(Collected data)

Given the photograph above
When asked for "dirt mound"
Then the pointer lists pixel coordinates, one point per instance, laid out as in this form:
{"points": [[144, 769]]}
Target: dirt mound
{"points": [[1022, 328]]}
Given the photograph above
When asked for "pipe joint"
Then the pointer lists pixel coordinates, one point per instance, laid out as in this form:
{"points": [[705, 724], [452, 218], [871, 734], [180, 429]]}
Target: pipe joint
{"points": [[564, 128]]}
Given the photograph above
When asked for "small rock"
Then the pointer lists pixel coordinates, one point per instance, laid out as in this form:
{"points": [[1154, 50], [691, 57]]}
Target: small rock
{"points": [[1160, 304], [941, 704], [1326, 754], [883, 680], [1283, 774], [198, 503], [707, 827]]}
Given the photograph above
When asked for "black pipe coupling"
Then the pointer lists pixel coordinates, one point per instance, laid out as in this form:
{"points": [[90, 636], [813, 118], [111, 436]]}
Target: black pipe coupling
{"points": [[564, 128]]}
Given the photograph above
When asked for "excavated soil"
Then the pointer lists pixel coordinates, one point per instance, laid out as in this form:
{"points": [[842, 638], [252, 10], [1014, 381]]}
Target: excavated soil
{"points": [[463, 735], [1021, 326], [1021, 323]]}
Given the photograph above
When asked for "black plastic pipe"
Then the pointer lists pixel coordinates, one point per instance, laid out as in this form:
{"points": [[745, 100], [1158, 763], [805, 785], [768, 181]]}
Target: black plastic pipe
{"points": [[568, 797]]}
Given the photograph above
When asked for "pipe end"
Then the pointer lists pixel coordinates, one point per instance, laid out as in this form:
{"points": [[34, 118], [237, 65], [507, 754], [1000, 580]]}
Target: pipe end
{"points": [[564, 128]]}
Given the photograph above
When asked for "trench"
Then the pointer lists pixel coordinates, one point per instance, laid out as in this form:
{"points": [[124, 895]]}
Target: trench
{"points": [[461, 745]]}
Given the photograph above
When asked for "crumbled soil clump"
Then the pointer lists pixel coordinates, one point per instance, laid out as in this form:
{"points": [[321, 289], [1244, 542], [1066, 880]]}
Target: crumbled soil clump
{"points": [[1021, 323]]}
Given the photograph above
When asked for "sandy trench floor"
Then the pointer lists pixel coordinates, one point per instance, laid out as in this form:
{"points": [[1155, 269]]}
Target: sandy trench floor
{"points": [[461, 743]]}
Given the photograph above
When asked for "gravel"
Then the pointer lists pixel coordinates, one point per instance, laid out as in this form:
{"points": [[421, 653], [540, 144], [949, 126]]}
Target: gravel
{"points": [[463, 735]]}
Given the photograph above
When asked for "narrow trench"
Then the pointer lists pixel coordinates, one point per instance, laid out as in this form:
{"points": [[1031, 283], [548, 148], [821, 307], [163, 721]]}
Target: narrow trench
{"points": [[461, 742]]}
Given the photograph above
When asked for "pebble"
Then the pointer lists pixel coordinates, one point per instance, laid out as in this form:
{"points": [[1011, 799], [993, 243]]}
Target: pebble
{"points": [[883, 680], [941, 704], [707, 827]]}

# [ACTIVITY]
The records above are to be printed in full, exactly as they appear.

# [ANSWER SPACE]
Given the photograph above
When asked for "dirt mound"
Then the pointer lists pixel coordinates, one point per instance, laid out as in this form:
{"points": [[144, 769]]}
Target: dirt mound
{"points": [[1022, 328]]}
Given the photograph above
When asked for "pipe joint"
Then the pointer lists pixel coordinates, one point per instance, laid out as in this form:
{"points": [[705, 724], [452, 218], [871, 734], [180, 429]]}
Target: pipe joint
{"points": [[564, 128]]}
Given the photograph above
When asked for "small rock"
Then the pointer lists pixel coordinates, one point per instance, laid out as in this form:
{"points": [[1154, 50], [691, 57]]}
Target: small rock
{"points": [[1160, 304], [941, 704], [1326, 754], [883, 680], [1283, 774], [198, 503], [707, 827]]}
Given the photograph above
When asked for "black pipe coupling"
Then the pointer lists pixel coordinates, one point per instance, laid out as in this form:
{"points": [[90, 636], [813, 118], [111, 436]]}
Target: black pipe coupling
{"points": [[564, 128]]}
Given the photograph above
When asked for "excavated soil"
Then the pointer lists pixel coordinates, one point per instance, laid out as in this form:
{"points": [[842, 638], [252, 10], [1014, 381]]}
Target: excavated soil
{"points": [[463, 735], [1021, 326], [1021, 323]]}
Given the photograph above
When asked for "black plastic pipe"
Then the pointer lists pixel coordinates, one point per instance, laid out as in this form:
{"points": [[745, 100], [1158, 763], [805, 785], [768, 181]]}
Target: black plastic pipe
{"points": [[568, 797]]}
Given the photograph above
When asked for "pipe end"
Then the pointer lists pixel coordinates, one point per instance, laid out as in this form:
{"points": [[34, 118], [237, 65], [507, 754], [1000, 580]]}
Target: pipe end
{"points": [[564, 128]]}
Given the photograph above
When asked for "trench"
Then the pointer lists pixel coordinates, one point per instance, laid out as in this form:
{"points": [[124, 895]]}
Target: trench
{"points": [[461, 745]]}
Given the photograph above
When asked for "crumbled soil clump"
Then the pointer lists pixel coordinates, one point per instance, laid out as in this form:
{"points": [[321, 289], [1244, 542], [1066, 880]]}
Target: crumbled soil clump
{"points": [[1021, 323]]}
Given the photograph above
When asked for "sandy trench floor"
Then the pointer lists pixel coordinates, one point per instance, laid out as in this form:
{"points": [[1155, 269]]}
Target: sandy trench floor
{"points": [[461, 743]]}
Given the photograph above
When asked for "gravel"
Then the pointer lists pixel coordinates, one point per instance, laid out as in this form:
{"points": [[421, 653], [540, 144], [949, 126]]}
Target: gravel
{"points": [[463, 735]]}
Given the photograph above
When asked for "narrow trench"
Then the pointer lists pixel coordinates, one point per instance, laid out as in this form:
{"points": [[1031, 283], [548, 148], [821, 307], [163, 721]]}
Target: narrow trench
{"points": [[461, 742]]}
Given the photograph above
When asked for "pebble"
Then the pointer lists pixel coordinates, one point per instance, laid out as in this form:
{"points": [[1011, 799], [993, 243]]}
Target: pebble
{"points": [[883, 680], [941, 704], [707, 827]]}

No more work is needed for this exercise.